• [Page excerpt]:

And Martin isn't coming to the wedding. David figured Martin wouldn't like his son being banned. I'm very surprised David hasn't called Martin to whinge! Anyway, it really let David down. He really hit bottom then. He's writing a suicide note. Do you think he means it? Sarah doesn't but she did look to have a moment of doubt in the ladies' loo before Maria came in. Sarah tore it up! Maria is horrified. In spite of it all, Maria still has a bit of a soft spot for young David. Sarah thinks it's just one more desparate attempt to stop the wedding. Personally, I think he probably did mean it at the time he wrote it but I don't think he'll do it. He's far too interested in seeing what effect his schemes have on people. Everyone else is oblivious and everyone is actually all very happy for them. Gail and Audrey have booked them a Lake District honeymoon and Maria is apparently maid of honor. I hope she's the same dress size as Candice because there wasn't any time to tailor the dress! So David's car is gone. Will that mean something? We'll find out this week. Fun little scene with Jason and Todd admiring Marcus and Sean's new suit modelling :)

Roy is really at loose ends without Hayley. Laughed at Liam talking about Hayley going away and getting carried away, talking about Paul getting out of control and Hayley getting a sexy tan and...where'd you go Roy? Maria is all gooey over Liam, (and who can blame her) but giving him a puppy is a bit much at this stage isn't it? Liam wasn't too keen either but... awwwww how could you not fall in love with that lickle black fuzzy face? I think Liam is starting to warm to the dog. He's even named him after Ozzy Osborne. Molly comes to the factory to tell Liam that "something's howling" and disturbing the pigeons. Hello? Former Kennel Maid? Surely she'd know it's a dog. I suppose she was being facetious but it didn't come across that way.

Stape is *really* **seriously** creeping me out. See him holding a CD in a judicious position when Sally nearly caught them snogging? Eurgh! Since Rosie had checked Carla's flat last time, why wouldn't she still have the keys? yet she picked up the keys off a desk in the office. Rosie's going to be in his class and you can well imagine how *that's* going to go over.

Jodie and Lloyd made another attempt at a date with Eileen babysitting but Kayleigh didn't take kindly to it and kicked off, ruining Jodie's evening. Granada must have to have a stock of Freshco bags made up. Eileen drives! That's something you don't see very often. Leanne paid off Roger with Paul's investment and she's now got a partner. If he's as good a chef as seems to be, it could work.

Sean is starting to turn into DadZilla! But then him wittering on about where all the socks go in the laundry. That is a question that's puzzled the mind of many over the decades. Anyway, Violet wants to be surprised about the sex of the baby and Sean wants to know and what did he do? trick Marcus into revealing it's a boy! But Sean is right, a crystal, or a needle or a ring hanging on a string very often will predict the sex of a baby. I've seen it happen a lot! Marcus can't figure out if Sean is thick or selfish. He doesn't know Sean as well as we do. Selfish it is then. He must really care for Sean though if he was willing to forgive him.

• [Questions on the material]:
1. According to the recap, where have Gail and Audrey booked the honeymoon?
2. Reproduce the stretch of the recap from "Stape is *really*" through "to go over.", changing nothing.
3. Render this sentence from the recap in Spanish: "Leanne paid off Roger with Paul's investment and she's now got a partner."

• [Data section]:

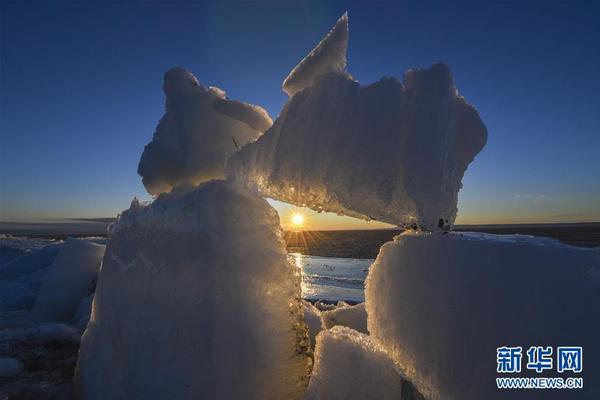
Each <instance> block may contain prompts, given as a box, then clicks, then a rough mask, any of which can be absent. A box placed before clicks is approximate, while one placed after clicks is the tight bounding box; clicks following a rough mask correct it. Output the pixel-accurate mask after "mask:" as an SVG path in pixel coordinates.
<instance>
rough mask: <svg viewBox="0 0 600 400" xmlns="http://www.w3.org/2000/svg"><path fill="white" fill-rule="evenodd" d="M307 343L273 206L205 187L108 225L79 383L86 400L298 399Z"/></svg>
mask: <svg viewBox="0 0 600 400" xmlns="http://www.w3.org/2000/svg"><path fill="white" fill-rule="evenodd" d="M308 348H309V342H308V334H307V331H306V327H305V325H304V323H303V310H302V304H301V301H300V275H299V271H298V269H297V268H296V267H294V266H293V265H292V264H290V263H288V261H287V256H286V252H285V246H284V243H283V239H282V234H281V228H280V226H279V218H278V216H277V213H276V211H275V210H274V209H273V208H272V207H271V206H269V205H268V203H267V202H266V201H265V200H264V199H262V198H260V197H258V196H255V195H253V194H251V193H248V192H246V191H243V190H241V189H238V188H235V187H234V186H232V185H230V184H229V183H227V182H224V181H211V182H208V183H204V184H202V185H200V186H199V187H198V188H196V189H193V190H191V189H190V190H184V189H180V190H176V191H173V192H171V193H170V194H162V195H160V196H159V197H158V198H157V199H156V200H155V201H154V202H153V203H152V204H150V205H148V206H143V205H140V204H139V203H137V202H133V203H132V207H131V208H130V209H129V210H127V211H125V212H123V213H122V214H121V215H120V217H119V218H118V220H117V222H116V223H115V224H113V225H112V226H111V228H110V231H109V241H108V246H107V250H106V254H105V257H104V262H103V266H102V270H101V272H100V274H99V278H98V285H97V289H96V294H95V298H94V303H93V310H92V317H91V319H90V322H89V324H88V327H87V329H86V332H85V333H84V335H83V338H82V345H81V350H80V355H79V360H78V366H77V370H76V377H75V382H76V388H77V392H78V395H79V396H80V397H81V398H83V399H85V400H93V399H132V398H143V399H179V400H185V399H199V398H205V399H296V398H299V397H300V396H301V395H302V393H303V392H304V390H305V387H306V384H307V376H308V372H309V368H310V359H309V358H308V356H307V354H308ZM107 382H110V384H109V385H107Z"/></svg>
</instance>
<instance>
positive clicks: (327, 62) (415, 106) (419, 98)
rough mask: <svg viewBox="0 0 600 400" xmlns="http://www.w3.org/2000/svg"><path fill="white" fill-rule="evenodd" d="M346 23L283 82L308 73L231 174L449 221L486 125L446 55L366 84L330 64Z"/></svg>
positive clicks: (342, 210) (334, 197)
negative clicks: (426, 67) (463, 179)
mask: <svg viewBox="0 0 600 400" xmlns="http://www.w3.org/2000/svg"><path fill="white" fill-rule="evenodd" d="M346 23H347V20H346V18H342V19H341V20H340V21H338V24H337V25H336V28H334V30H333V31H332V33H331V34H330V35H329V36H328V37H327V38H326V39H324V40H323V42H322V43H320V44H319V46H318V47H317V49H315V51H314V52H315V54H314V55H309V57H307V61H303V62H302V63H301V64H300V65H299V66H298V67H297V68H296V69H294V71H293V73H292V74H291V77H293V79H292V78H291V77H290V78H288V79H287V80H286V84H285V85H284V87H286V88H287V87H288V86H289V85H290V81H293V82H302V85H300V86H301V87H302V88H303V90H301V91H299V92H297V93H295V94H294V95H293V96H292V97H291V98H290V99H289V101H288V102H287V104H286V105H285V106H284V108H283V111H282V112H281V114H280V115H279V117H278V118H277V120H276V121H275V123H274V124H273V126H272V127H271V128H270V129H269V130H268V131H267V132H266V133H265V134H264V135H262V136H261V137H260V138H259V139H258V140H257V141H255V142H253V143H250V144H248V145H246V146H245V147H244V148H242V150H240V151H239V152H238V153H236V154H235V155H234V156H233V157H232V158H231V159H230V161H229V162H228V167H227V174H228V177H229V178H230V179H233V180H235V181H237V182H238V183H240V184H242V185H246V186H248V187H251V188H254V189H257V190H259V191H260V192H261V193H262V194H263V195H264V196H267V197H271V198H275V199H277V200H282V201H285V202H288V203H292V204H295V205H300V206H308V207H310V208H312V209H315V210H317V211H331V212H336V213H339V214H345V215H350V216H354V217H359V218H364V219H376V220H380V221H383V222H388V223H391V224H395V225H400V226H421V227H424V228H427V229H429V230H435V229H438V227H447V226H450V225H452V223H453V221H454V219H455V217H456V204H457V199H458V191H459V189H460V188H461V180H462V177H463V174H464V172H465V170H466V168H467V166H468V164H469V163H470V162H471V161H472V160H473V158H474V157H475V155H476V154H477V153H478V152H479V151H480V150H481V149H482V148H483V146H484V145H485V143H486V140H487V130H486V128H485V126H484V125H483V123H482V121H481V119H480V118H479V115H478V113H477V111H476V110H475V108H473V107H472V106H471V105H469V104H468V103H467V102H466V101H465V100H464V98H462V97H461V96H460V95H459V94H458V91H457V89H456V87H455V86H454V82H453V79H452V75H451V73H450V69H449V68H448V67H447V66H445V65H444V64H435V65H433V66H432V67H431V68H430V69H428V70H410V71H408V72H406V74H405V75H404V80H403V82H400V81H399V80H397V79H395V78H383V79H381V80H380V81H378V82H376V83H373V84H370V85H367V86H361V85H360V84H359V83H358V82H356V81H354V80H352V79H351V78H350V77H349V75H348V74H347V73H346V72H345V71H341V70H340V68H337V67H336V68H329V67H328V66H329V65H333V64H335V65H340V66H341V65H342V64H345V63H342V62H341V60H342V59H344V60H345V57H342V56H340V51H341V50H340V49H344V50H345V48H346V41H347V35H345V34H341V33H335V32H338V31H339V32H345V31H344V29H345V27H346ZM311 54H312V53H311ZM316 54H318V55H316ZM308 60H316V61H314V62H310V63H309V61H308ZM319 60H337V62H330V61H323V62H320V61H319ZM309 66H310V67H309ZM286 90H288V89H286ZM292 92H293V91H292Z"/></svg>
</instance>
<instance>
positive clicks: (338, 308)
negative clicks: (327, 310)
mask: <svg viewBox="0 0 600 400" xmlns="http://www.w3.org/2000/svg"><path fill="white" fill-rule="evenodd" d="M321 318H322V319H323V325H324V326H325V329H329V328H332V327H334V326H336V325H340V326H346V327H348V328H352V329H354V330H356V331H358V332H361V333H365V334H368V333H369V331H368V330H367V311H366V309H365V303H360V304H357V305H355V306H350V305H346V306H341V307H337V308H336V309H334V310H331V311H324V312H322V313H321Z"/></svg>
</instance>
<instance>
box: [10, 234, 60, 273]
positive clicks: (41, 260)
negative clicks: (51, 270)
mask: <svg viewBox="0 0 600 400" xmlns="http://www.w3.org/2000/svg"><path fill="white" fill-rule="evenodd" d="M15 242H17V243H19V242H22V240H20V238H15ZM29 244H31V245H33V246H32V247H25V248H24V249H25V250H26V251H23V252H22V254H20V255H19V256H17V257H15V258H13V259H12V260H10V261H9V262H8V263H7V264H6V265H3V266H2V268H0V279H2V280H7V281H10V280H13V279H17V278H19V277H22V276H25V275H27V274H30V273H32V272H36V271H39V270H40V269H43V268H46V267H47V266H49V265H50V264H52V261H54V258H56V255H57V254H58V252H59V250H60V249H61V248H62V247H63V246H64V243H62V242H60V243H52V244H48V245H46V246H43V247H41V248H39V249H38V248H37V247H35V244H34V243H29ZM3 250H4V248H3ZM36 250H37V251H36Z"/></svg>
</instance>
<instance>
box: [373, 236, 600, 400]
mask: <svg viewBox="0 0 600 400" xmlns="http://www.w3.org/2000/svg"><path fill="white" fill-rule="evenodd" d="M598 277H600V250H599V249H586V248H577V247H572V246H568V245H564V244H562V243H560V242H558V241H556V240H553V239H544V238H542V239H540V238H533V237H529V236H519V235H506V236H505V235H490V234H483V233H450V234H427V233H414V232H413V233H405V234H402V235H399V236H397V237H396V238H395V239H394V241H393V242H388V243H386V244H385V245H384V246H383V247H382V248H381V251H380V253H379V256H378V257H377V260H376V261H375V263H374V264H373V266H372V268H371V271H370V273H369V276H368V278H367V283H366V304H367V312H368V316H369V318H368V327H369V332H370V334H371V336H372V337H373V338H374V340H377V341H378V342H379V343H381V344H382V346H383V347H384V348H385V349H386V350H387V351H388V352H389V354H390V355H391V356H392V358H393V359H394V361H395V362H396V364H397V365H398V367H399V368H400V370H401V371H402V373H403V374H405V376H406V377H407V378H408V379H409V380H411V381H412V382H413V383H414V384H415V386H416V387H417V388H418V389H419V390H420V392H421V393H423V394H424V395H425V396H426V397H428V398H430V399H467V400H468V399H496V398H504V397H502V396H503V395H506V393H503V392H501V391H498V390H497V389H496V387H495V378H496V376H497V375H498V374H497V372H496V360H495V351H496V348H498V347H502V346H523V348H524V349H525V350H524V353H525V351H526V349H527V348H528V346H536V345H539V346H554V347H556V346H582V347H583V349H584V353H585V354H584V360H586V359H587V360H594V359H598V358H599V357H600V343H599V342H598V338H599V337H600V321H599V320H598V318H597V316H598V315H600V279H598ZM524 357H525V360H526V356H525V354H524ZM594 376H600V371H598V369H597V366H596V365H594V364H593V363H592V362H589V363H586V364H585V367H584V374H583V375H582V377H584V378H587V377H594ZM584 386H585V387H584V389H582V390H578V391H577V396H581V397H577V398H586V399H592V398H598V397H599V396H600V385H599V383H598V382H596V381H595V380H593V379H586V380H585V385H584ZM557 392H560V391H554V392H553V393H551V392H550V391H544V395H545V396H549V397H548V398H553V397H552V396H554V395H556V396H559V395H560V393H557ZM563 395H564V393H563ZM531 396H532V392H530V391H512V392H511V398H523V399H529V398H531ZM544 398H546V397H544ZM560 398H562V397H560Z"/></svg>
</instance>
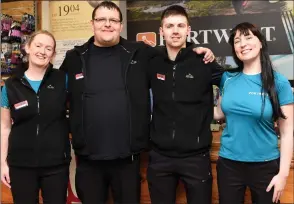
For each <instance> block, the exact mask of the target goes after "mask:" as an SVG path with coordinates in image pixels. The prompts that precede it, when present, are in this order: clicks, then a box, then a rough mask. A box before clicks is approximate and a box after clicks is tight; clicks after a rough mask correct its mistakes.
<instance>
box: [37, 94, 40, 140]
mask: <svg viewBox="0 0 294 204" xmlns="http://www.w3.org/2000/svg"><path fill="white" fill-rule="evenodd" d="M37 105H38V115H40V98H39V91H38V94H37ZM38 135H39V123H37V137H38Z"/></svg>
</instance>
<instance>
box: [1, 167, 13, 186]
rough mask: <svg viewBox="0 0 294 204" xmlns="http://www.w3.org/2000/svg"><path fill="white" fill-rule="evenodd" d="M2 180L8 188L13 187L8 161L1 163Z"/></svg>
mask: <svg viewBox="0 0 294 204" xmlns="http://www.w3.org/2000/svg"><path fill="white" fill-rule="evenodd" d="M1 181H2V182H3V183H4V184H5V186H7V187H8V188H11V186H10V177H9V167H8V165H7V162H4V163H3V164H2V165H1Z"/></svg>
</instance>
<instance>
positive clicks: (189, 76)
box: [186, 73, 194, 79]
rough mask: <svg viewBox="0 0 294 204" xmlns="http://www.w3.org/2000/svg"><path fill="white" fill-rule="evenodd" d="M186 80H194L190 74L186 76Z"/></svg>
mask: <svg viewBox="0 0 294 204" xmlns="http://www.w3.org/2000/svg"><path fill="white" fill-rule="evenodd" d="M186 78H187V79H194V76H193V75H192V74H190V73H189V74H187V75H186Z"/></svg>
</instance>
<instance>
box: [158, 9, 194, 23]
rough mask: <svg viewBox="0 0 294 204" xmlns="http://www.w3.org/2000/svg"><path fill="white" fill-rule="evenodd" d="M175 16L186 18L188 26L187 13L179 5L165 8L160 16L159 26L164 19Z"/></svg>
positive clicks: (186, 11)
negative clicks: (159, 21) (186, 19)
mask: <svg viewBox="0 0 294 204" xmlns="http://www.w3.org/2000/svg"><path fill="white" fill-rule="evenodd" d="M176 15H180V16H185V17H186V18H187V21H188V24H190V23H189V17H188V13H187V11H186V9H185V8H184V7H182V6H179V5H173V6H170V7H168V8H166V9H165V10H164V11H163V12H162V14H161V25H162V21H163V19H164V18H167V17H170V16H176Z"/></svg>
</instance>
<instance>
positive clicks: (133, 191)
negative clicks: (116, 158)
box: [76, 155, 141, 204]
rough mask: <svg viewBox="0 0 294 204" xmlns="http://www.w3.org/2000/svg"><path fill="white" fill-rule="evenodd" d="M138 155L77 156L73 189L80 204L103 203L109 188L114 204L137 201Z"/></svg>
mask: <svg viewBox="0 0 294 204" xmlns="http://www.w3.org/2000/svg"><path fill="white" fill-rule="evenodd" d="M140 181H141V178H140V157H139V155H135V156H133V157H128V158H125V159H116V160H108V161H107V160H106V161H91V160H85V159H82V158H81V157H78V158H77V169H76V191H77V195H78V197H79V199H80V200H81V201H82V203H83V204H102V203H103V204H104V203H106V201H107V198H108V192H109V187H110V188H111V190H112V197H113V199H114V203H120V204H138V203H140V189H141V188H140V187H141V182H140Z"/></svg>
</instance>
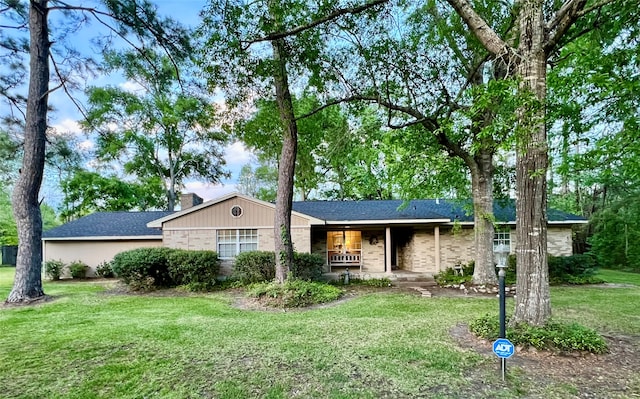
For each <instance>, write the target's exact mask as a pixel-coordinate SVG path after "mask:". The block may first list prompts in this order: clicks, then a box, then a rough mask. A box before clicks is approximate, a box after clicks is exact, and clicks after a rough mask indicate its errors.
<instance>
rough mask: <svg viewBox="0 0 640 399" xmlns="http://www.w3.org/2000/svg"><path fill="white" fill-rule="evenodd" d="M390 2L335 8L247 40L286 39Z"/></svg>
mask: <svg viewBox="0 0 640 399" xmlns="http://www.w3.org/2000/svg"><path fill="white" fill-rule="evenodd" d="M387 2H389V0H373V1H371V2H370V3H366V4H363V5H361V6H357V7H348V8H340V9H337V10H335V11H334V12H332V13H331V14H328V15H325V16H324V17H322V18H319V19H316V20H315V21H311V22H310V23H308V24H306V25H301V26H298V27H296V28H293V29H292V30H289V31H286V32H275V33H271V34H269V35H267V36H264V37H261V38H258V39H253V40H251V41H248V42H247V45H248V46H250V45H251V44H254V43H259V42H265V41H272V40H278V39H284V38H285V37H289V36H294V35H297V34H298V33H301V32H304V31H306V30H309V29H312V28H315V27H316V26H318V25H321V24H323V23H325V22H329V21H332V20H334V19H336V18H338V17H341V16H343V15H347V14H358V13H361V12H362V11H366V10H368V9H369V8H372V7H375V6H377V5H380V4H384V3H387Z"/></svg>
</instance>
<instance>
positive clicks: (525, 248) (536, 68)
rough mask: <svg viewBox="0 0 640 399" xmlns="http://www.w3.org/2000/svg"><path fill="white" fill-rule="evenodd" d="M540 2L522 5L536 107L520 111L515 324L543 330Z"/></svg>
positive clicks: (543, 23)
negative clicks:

• [Answers to each task]:
1. In the Lake District.

2.
Stape is *really* **seriously** creeping me out. See him holding a CD in a judicious position when Sally nearly caught them snogging? Eurgh! Since Rosie had checked Carla's flat last time, why wouldn't she still have the keys? yet she picked up the keys off a desk in the office. Rosie's going to be in his class and you can well imagine how *that's* going to go over.

3. Leanne le pagó a Roger con la inversión de Paul y ahora tiene un socio.